>>>
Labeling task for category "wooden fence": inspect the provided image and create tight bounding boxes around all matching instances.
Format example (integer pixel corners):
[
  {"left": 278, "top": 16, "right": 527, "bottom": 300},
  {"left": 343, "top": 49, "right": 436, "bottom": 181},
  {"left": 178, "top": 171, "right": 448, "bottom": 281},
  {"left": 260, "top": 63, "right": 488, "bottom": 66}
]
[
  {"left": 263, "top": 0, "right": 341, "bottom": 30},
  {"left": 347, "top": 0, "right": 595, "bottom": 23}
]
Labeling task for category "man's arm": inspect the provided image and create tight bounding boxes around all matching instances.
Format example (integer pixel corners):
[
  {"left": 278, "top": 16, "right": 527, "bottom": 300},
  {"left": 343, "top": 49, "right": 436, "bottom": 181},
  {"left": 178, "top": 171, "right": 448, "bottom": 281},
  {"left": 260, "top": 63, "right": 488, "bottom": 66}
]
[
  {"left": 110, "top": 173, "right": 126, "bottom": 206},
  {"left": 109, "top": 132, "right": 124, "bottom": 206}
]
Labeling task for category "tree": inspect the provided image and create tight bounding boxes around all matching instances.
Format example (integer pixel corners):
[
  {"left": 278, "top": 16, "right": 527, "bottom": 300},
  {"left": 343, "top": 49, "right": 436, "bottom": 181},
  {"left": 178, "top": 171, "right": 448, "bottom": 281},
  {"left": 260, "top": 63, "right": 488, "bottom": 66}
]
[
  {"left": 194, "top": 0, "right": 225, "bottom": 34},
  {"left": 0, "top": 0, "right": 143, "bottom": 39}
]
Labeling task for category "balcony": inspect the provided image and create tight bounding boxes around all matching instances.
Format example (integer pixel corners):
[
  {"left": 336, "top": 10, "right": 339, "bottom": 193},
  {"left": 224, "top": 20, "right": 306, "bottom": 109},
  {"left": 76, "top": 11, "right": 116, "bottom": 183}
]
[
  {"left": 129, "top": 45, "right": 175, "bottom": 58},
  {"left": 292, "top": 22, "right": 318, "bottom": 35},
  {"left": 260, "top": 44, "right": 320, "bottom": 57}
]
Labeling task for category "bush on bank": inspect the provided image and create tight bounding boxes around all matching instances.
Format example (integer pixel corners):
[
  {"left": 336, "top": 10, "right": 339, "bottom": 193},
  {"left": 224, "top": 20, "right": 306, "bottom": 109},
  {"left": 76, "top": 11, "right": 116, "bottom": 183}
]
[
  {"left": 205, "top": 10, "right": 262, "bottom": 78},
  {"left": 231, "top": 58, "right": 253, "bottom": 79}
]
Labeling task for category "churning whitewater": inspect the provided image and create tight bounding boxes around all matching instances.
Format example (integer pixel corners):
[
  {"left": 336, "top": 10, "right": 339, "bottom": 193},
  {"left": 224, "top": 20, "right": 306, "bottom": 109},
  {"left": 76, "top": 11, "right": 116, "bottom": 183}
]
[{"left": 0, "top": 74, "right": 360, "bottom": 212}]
<<<
* _YOUR GOAL_:
Count the lines in the listing above that contain the word "tight". Reply with the number alone.

* _TASK OUTPUT_:
6